# [Exercise objective]
A line-by-line copy of the material below is required.

━━━ Provided data

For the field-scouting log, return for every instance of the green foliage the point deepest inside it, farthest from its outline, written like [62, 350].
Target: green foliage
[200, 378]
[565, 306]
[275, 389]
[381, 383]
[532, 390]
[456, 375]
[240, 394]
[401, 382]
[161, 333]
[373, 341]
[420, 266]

━━━━━━

# [Solved problem]
For the field-scouting log, return for every instance of the green foliage the point deepest inside it, farthest from its outline, written like [62, 350].
Target: green foliage
[200, 378]
[565, 306]
[275, 389]
[381, 383]
[532, 390]
[456, 375]
[240, 394]
[401, 382]
[161, 333]
[373, 341]
[420, 266]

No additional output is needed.